Exercise directions » Search the data for the word "sleeve" and copy every line that contains it.

[Supplied material Boundary: Start]

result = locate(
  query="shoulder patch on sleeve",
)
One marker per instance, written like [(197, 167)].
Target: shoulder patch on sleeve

[Supplied material Boundary: End]

Response to the exercise »
  query="shoulder patch on sleeve",
Target: shoulder patch on sleeve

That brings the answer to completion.